─── Records for this task

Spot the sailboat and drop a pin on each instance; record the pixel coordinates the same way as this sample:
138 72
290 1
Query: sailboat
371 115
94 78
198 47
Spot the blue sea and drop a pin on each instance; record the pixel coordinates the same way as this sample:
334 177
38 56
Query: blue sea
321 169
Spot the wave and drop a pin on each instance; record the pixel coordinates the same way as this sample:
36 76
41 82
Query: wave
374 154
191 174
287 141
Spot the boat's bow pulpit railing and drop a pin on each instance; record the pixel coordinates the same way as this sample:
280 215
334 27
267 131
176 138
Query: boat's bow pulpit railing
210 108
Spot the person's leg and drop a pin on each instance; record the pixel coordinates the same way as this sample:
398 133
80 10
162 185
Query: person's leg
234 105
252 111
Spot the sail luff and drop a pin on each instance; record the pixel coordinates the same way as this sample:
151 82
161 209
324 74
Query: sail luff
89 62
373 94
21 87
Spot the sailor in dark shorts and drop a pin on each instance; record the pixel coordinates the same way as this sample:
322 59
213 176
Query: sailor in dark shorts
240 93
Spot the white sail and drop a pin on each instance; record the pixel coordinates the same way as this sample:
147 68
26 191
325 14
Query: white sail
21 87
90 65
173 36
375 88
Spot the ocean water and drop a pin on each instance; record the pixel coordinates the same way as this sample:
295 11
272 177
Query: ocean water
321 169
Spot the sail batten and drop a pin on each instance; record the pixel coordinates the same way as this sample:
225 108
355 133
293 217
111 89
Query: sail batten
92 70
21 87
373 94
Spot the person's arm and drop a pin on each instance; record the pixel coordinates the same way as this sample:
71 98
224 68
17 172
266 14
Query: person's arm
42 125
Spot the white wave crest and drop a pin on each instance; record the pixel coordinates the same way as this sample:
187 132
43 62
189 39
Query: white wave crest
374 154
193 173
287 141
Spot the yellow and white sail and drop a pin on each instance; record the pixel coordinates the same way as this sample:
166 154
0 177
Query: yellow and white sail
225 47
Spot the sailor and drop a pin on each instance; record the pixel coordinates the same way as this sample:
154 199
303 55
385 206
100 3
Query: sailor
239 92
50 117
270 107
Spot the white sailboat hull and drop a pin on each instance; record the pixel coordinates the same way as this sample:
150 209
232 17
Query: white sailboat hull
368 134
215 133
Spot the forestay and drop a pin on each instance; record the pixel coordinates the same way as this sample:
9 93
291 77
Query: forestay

──────

What the task asks:
Every line from the data above that contains "forestay" must appear in the answer.

Written reply:
Spot the forestay and drop a pin on each instance; record the pixel coordinates the same way as this sample:
Query: forestay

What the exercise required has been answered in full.